Which lines of the entries below include "query"? List them all.

* * * * * * *

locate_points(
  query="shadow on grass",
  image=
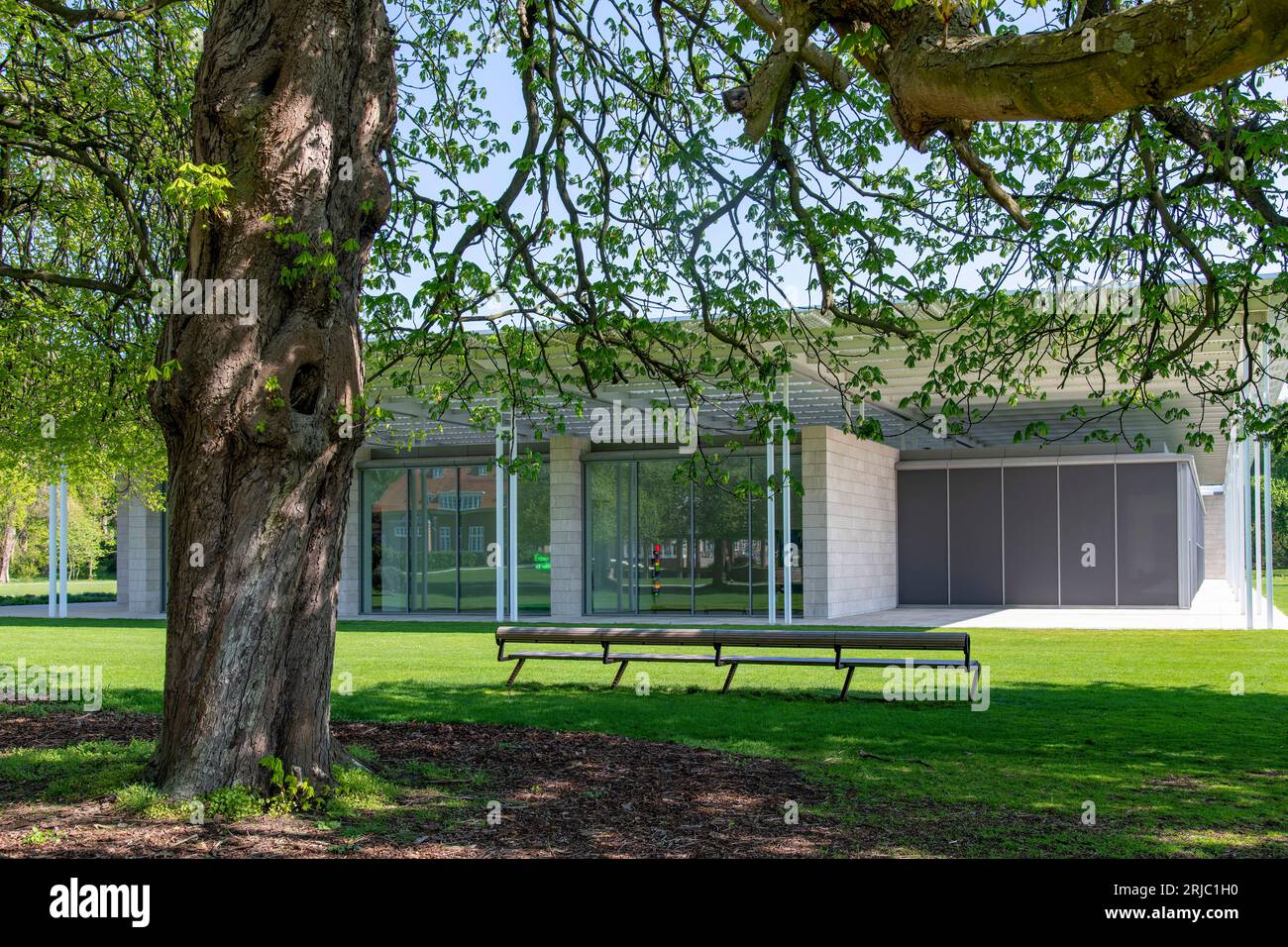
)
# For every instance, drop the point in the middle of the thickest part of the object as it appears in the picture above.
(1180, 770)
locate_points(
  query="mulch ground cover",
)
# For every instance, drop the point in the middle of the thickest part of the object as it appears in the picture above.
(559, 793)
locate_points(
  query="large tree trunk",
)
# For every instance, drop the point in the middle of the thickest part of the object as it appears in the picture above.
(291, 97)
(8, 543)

* * * * * * *

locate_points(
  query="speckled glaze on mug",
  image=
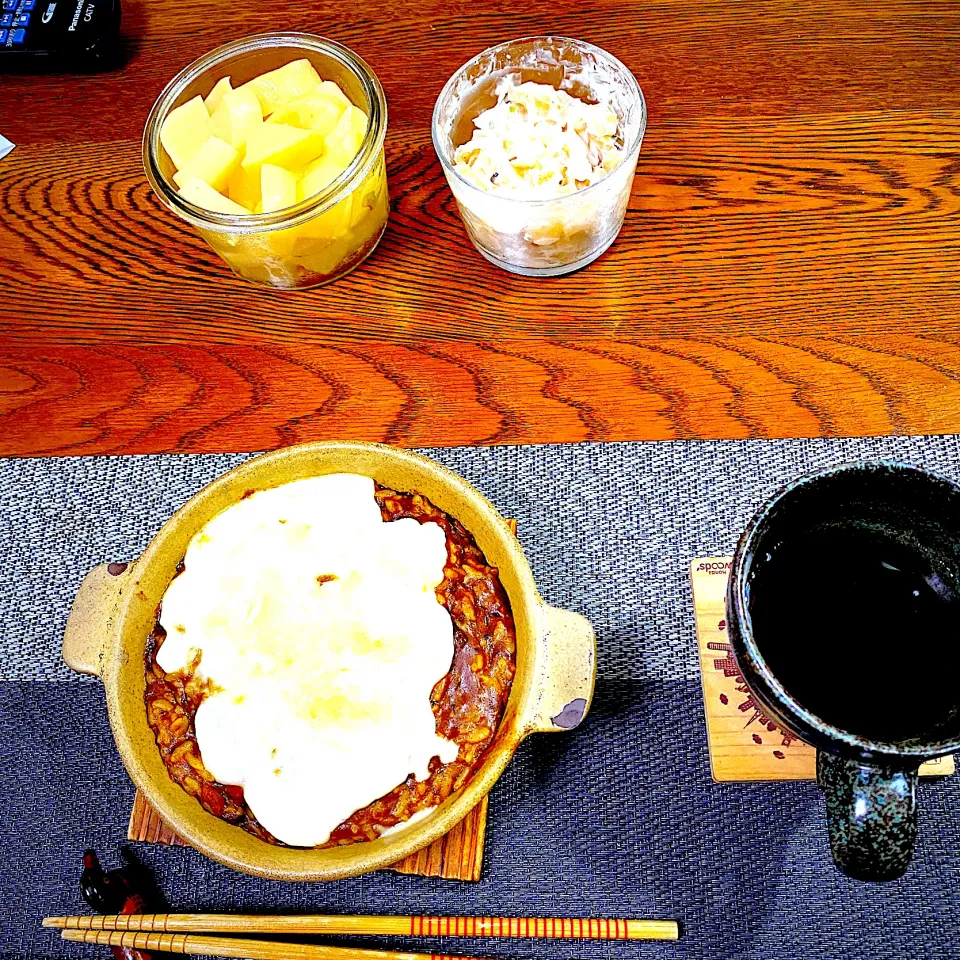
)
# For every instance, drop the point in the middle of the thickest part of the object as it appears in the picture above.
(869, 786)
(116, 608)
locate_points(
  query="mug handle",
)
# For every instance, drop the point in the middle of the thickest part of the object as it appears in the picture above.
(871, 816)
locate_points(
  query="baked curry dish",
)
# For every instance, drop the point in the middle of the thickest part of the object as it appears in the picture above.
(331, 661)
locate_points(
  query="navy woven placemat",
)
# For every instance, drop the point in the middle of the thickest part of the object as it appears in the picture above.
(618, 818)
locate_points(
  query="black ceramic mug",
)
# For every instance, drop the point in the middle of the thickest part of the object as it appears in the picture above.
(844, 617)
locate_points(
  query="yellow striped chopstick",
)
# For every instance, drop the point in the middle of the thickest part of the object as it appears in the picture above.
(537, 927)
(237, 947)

* * * * * * *

» Answer
  query="shadow on grass",
  query="mulch ground cover",
  query="large tree trunk",
  query="speckled glaze on mug",
  query="mug handle",
  query="baked curry dish",
  query="navy woven placemat",
  query="black ceramic mug",
  query="yellow striped chopstick",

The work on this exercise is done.